# Required tasks
[A] In the piece on the UN's Covid-19 measures, how long do Security Council members have to submit their written votes on a draft resolution?
[B] Pick up the piece on the UN's Covid-19 measures after its final sentence and carry it on for a few more paragraphs.

START Document text

The UN has had to implement unprecedented measures affecting its operations given that New York has become the new Covid-19 epicentre, with over 50,000 infections and more than 1,100 deaths, nearly half of the US total. The situation has become overwhelming for the State with more than 10,000 hospitalisations, and Governor Andrew Cuomo is searching the globe for supplies to ensure that the healthcare system is not overwhelmed when the apex hits. This has had enormous implications for work at UN headquarters, and particularly that of the UN Security Council.

Most permanent missions to the UN have been closed during the current lockdown, and South African officials attached to our mission in New York are working from home and “telecommuting” to ensure business continuity. The UN secretariat has also reduced supporting staff to a bare minimum to save lives and make sure that staff take care of children as the schools in New York are closed. Some delegations to the UN repatriated vulnerable staff from New York amid the surge in coronavirus infections.

China, as the President of the UN Security Council for the month of March, has taken initiatives agreed upon among Council members for the adoption of UN Security Council resolutions. According to Zhang Jun, President of the UN Security Council this month, the extraordinary measures will be in place for the duration of the restrictions on movement in New York to enable the Council to discharge its mandate, and will be assessed at the end of April. 

“Following a request from the Council member presenting a draft resolution, the President will circulate a letter to members of the Security Council announcing that the draft resolution will be put to a vote, and requesting Council members to provide their vote in writing within a non-extendable period of 24 hours,” Zhang has communicated to Council members in writing. The votes will be kept confidential during the process and within 12 hours the President of the Council will convene a video conference of the Security Council to announce the outcome of the vote, and a letter will be circulated listing every delegation’s vote and the outcome.

END Document text
START Supplied entries

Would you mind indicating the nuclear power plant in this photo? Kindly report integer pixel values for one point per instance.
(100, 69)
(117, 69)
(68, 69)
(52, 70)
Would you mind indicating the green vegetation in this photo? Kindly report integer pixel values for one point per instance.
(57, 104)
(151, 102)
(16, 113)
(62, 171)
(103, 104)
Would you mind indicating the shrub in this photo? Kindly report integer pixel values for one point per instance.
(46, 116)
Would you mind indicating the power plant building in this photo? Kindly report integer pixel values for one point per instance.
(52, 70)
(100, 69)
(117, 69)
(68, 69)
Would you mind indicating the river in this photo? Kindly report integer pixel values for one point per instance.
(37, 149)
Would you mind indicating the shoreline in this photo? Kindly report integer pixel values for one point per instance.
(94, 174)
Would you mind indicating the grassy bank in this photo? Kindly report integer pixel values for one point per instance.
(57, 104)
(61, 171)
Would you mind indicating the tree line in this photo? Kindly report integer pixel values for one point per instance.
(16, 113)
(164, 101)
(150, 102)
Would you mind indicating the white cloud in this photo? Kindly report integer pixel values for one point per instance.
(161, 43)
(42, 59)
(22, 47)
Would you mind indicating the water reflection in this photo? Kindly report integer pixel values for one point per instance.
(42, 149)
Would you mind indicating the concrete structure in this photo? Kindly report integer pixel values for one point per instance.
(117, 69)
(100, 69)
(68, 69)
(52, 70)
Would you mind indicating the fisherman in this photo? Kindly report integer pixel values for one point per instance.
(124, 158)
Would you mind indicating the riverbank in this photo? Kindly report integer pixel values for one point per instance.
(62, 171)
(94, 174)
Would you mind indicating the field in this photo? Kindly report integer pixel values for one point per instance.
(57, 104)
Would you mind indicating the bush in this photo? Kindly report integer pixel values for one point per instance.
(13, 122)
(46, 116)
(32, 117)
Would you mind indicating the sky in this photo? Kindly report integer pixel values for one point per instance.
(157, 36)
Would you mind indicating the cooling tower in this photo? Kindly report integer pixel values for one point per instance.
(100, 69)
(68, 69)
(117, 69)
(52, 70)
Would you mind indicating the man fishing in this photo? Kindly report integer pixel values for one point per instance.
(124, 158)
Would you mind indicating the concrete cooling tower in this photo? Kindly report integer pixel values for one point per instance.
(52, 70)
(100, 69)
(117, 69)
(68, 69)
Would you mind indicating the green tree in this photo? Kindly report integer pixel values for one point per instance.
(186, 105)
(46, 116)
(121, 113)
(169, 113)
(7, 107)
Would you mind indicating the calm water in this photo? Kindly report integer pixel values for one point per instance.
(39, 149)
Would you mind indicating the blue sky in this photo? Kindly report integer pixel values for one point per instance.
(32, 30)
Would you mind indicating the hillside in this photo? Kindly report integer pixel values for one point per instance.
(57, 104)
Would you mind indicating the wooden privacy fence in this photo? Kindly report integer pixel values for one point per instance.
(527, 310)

END Supplied entries

# Answers
[A] A non-extendable period of 24 hours.

[B]
The President of the Security Council will also announce to the public and member states the intention to schedule video conferences of members of the Security Council 24 hours in advance, and may invite states that are not members of the Security Council to participate when the interests of that members are specially affected. 

According to the program of work of the UN Security Council, yesterday the Security Council discussed via VTC link the situation in Syria, as well as the Israeli/Palestinian conflict. Of particular concern was how the Covid-19 pandemic will impact on Palestinian prisoners and the supply of medicine to them, and what effect it will have on the continued construction of illegal settlments on Palestinian land. The UN has stopped rotating new soldiers into its peacekeeping missions, and disrupted supply chains are also imposing strains on the UN’s ability to ship essential goods to its operations around the world.